▸ **The task**:
Retype each of the following rows word for word, without any changes.

[Extracted records]
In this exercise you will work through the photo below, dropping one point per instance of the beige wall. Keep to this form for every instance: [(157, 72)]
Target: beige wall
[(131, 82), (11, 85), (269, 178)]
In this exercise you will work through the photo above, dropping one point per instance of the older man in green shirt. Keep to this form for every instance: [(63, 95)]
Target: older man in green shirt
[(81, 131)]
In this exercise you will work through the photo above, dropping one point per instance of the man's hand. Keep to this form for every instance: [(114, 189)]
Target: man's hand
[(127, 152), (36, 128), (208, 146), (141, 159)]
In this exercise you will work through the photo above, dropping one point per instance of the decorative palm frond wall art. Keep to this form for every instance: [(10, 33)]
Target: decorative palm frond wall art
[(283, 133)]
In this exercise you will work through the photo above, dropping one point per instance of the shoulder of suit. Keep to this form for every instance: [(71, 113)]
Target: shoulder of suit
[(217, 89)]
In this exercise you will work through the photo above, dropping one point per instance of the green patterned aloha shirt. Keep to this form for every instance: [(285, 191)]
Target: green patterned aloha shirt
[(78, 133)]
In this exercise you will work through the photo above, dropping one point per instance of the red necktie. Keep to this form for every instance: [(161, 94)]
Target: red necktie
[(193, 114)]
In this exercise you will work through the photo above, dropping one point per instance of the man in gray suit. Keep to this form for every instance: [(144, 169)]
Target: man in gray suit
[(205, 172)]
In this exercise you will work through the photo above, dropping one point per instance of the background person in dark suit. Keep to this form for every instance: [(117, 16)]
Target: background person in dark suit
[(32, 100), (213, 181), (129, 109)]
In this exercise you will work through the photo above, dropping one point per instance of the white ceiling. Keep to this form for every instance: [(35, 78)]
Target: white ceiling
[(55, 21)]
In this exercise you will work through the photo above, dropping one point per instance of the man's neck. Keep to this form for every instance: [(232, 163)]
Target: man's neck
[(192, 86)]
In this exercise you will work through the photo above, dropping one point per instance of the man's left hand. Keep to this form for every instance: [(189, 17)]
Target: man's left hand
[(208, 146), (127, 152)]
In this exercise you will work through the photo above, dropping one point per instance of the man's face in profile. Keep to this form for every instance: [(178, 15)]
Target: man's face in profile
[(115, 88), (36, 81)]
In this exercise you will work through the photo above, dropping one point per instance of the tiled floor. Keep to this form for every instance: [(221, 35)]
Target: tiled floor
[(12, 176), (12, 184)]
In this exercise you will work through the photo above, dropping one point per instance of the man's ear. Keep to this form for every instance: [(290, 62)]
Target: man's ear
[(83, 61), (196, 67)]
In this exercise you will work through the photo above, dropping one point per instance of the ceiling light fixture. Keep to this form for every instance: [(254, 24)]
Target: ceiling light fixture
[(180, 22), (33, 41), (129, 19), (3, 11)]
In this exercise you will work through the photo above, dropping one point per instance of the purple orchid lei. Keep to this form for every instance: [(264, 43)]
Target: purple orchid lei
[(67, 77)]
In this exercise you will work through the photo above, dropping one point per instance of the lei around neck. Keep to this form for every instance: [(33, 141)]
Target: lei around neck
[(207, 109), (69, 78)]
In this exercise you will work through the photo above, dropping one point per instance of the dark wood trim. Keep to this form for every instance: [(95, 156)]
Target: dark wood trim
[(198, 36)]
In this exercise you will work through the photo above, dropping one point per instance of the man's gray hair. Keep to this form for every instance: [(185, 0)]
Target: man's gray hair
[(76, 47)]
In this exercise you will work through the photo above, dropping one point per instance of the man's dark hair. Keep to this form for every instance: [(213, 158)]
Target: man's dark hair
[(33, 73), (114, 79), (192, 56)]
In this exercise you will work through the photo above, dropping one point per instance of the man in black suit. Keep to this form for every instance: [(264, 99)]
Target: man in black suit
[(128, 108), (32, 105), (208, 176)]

▸ **Result**:
In this exercise you will work through the photo below, dropping one point per instance of the beige wall. Keep to this form for every instance: [(157, 72)]
Target: beige wall
[(131, 82), (11, 85), (269, 178)]
In this exercise you will work through the photo above, dropping one point per instance of the older man in green shirt. Keep to this form for every instance: [(63, 95)]
Target: older man in green shirt
[(81, 131)]
In this exercise you will work through the photo above, dropping one point per instance of the man's hand. Keep to this form for every instance: [(114, 189)]
Target: man's hand
[(127, 152), (36, 128), (208, 146), (141, 159)]
In this exercise you will work through the photo above, dropping one point per instance of the decorative palm frond wall art. Keep to this form for every instance: [(10, 33)]
Target: decorative palm frond wall art
[(283, 133)]
In this exercise you will work through the photo above, dropping one point per instance of the shoulder of suit. Keep to this form for every instance: [(71, 113)]
Target: shoulder of suit
[(217, 89)]
In this exercise you will work through the photo above, dropping one point per instance of the green patterned aloha shirt. Keep to this form for every instance: [(285, 191)]
Target: green patterned aloha shirt
[(78, 133)]
In this exercise you will work through the photo above, dropping one point per instance of the red necktie. Keep to this form for every instance: [(161, 94)]
Target: red necktie
[(193, 114)]
In this exercise you will work through the photo above, dropping one point per instance of the man in gray suit. Keep to this form for every instance: [(144, 169)]
Target: man in gray suit
[(205, 172)]
In this exercise you will work through the photo above, dropping one point per instance of the background person in dark suit. Keep to this form for every instance: [(117, 16)]
Target: background person in dark suit
[(32, 100), (213, 181), (129, 109)]
In this exercise you will work through the photo above, dropping one point per instance of the white ceiling. Keep to this form for every instance: [(35, 78)]
Target: white ceiling
[(55, 21)]
In this exercise you will work through the photo above, dropping one point per instance of the man's neck. Keep to this form for every instance: [(232, 163)]
Target: man's neck
[(192, 86)]
In this exercise you will work through the photo above, dropping one point per instance of the man's left hand. Keep to this form for every instance: [(189, 17)]
Target: man's left hand
[(208, 146), (127, 152)]
In this exercise you will work through the photo above, dropping one point per instance of the man's face in profile. Keep to this form for every instance: [(178, 15)]
Target: man's face in profile
[(115, 88), (36, 81)]
In this exercise you will work through the photo above, dropping one point per instance of the tiled floor. Keep to this form for every instance: [(221, 35)]
Target: tiled floor
[(12, 176), (12, 184)]
In this exercise you will work through the photo above, dropping one point per instance of the man's ear. Keep to this form for every instance: [(290, 62)]
Target: man's ear
[(83, 61), (196, 67)]
In this exercise you will work through the photo above, dropping one point per instance of the ceiling light fixture. Keep to this form for every instance: [(254, 24)]
Target: ceiling light fixture
[(180, 22), (33, 41), (129, 19), (3, 11)]
In this exercise you will work through the photo above, dropping one point per instance of the purple orchid lei. Keep to this form for every instance: [(264, 43)]
Target: purple orchid lei
[(67, 77)]
In this exercise you will work through the photo above, dropping one point per instance of the lei around neck. Keep to this form for every instance: [(33, 141)]
Target: lei around neck
[(207, 109), (69, 78)]
In this exercise you will work through the photo above, dropping one point per instance of the dark wood trim. Keep to this form for every instance: [(95, 156)]
Target: dark wood trim
[(198, 36)]
In this exercise you will work through the photo above, dropping one point per instance of the man's gray hair. Keep to this form for every instance: [(185, 0)]
Target: man's gray hair
[(76, 47)]
In this exercise you will work through the photo above, dropping one point per instance of the man's dark hair. Keep to this form for every instance: [(213, 158)]
Target: man's dark hair
[(33, 73), (114, 79), (192, 56)]
In this exercise you will work through the photo above, dropping one point per instance of the man in black suit. Keep to this form for every instance: [(264, 99)]
Target: man in black suit
[(128, 108), (32, 105), (208, 176)]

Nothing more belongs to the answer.